BEGIN
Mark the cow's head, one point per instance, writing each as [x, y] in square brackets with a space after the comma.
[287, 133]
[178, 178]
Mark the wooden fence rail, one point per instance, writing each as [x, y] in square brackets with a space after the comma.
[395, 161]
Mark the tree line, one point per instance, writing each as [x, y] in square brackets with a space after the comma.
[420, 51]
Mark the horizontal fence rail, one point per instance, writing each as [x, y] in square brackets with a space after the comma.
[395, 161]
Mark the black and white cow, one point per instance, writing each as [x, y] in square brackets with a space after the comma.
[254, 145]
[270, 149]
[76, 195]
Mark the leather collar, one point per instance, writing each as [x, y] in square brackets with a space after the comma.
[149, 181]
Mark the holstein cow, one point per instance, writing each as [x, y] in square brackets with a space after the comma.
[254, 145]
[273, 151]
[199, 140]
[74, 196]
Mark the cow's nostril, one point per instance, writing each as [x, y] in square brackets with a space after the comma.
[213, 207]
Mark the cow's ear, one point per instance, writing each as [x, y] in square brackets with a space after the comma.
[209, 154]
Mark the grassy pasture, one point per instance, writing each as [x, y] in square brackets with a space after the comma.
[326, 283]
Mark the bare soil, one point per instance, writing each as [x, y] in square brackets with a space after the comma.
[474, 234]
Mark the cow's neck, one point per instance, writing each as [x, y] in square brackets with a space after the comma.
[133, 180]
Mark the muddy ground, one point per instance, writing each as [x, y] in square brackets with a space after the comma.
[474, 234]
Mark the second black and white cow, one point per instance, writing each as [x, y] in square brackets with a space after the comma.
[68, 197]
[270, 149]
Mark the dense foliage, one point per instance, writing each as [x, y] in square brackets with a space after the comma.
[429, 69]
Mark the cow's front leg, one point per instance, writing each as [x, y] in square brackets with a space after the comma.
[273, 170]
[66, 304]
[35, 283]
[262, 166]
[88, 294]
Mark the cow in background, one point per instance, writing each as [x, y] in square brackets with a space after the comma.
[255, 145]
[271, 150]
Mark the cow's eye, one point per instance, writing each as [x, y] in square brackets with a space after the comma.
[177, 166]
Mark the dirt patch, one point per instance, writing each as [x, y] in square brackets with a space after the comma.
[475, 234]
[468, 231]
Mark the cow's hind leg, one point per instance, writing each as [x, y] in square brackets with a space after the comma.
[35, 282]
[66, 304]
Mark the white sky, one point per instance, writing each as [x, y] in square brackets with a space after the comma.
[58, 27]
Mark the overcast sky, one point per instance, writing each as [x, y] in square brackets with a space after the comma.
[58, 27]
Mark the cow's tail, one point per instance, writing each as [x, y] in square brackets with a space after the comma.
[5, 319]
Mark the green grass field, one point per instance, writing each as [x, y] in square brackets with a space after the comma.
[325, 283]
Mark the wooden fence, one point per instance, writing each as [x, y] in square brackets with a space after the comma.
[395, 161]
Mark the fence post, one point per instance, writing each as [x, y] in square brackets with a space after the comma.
END
■ ASSIGNMENT: Quote every record above exactly.

■ REPLY:
Mark the cow's head, one point per instance, writing each as [x, y] in square brackets with a space after the comma.
[287, 133]
[178, 178]
Mark the wooden fence rail, one point per instance, writing each as [x, y] in square brackets with a space after the comma.
[395, 161]
Mark the tree line, one point per instance, writing each as [x, y] in square brackets with a space after the comma.
[420, 51]
Mark the horizontal fence rail, one point per instance, writing each as [x, y] in square brackets with a space after the comma.
[395, 161]
Mark the black and white cow, one point per instance, writing each as [x, y] in square brackets with a space after the comma.
[254, 145]
[270, 149]
[76, 195]
Mark the leather collar, one point per instance, writing each as [x, y] in square brackets with a space after the comma.
[149, 181]
Mark the holstein cow, one point per instance, writing each as [x, y] in square brackets with a space after the comma.
[254, 145]
[273, 151]
[199, 140]
[74, 196]
Mark the cow's nostril, one point per instance, writing each as [x, y] in square brackets with a space after the comma.
[213, 207]
Mark the cow's ear, one point per instance, writing each as [x, y] in square brackets with a space after the comma.
[209, 154]
Mark the grassy pasture, one point per instance, writing each as [x, y] in square brackets with a space after the comma.
[326, 283]
Mark the bare soil, one point per instance, writing each as [x, y] in square brackets with a space after the comma.
[474, 234]
Mark the cow's neck, one point per instance, writing each as [x, y] in square brackets with a space after the comma.
[133, 180]
Mark the muddy ground, one point per instance, writing each as [x, y] in square brackets with a space after the comma.
[474, 234]
Mark the second black and white cow, one point per instance, writing each as [x, y] in square brackets with a space after the comma.
[68, 197]
[270, 149]
Mark the dense foliage, one point per instance, writing each as [x, y] in square brackets with a space after the comma.
[429, 69]
Mark the cow's front leg, one point per instance, writing each as [x, y] in square brackets with a space after the comma.
[273, 170]
[66, 304]
[35, 283]
[262, 166]
[88, 294]
Mark the cow in background, one point per instance, writing each as [x, y] in square brackets with a space after the comma.
[255, 145]
[271, 150]
Mark the cow's eye, one point per instance, writing each as [x, y] in square brackets with a space after the comma.
[177, 166]
Mark the dirt patch, one point per instance, writing each as [x, y] in square brackets with a space after the comma.
[475, 234]
[468, 231]
Mark the cow's hind leg, one point per instance, writing each as [x, y] in square brackets with a space after the comma.
[35, 282]
[66, 304]
Mark the white sky, one point per instance, writing each as [x, y] in square brackets with a space after the comma.
[58, 27]
Mark the overcast sky, one point per instance, writing each as [x, y] in square brackets with a space after the comma.
[58, 27]
Mark the cow's tail, one point per instance, writing each as [x, y] in square brackets with a space after the comma.
[5, 319]
Mark the green grass field, one point per instance, writing each as [x, y] in square brackets with a space after the comma.
[325, 283]
Mark the wooden fence, one point per instance, writing each as [x, y] in square brackets with a space after the comma.
[395, 161]
Mark the fence post, one point per instance, writing each as [x, y] in square brackets with a space after the comma.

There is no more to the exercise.